======== EXTRACTED DATA ========

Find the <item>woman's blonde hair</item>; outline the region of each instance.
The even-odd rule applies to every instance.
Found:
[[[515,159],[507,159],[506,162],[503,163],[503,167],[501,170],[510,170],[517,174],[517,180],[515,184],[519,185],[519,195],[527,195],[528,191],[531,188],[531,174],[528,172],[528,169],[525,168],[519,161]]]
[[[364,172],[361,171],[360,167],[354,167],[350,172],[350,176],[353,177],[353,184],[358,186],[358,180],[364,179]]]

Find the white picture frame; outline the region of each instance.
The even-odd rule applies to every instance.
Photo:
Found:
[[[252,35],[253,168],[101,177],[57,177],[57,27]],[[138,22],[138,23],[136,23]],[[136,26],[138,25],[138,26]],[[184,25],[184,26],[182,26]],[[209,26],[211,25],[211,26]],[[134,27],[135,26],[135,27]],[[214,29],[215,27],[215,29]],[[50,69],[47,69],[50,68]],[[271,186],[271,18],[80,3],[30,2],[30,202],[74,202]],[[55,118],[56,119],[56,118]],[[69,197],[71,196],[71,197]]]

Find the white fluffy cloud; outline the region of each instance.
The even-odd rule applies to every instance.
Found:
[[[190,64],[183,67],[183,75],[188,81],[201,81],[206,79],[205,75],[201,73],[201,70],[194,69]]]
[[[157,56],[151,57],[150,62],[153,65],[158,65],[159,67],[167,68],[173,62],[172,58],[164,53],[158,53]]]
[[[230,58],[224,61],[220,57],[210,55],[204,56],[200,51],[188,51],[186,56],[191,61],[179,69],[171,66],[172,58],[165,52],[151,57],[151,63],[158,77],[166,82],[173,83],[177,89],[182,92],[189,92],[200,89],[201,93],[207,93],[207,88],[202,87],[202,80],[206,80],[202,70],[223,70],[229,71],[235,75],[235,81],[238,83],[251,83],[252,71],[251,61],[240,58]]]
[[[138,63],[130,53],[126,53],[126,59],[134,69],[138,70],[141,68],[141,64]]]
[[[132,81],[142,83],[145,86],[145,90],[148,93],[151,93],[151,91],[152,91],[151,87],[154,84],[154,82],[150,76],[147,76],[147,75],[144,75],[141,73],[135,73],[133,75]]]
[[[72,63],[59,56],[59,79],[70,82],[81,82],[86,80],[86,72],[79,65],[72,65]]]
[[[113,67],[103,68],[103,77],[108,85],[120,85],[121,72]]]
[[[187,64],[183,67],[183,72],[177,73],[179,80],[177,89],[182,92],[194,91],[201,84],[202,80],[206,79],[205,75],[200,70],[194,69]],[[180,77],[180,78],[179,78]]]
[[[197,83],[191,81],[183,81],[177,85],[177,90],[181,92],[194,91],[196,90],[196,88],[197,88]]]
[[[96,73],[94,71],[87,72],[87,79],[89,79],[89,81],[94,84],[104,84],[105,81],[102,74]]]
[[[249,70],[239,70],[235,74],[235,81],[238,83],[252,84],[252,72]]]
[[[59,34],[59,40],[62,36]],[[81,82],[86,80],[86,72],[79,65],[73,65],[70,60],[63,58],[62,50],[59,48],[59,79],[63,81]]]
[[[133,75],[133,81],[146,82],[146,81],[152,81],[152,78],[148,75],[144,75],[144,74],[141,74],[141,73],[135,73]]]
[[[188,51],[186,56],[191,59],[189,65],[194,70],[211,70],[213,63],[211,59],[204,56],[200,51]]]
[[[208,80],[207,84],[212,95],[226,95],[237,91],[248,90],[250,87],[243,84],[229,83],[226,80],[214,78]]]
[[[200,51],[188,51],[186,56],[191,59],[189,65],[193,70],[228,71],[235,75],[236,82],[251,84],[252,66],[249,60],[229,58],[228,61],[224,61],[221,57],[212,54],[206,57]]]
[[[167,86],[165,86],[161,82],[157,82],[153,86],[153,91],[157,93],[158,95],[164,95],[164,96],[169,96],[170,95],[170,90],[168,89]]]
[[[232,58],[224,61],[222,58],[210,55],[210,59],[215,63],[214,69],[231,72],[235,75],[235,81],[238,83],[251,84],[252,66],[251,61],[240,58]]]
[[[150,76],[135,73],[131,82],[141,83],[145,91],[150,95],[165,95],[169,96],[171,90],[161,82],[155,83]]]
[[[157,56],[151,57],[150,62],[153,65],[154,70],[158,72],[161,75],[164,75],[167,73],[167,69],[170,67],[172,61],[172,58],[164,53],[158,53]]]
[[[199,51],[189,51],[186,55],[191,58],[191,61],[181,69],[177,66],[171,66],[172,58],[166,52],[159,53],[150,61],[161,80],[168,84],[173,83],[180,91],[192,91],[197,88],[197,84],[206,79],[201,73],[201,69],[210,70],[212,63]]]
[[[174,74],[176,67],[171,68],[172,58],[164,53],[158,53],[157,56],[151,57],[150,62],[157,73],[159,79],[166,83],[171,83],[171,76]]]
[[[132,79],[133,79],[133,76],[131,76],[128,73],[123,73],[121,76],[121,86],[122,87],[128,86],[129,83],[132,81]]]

========

• **WORK ORDER**
What are the lines of the data above that include the string "Find"? Copy them.

• **SOLUTION TO THIS TASK**
Find the <item>woman's blonde hair</item>; outline the region of each instance.
Find the white picture frame; outline the region of each instance.
Find the white fluffy cloud; outline the region of each instance.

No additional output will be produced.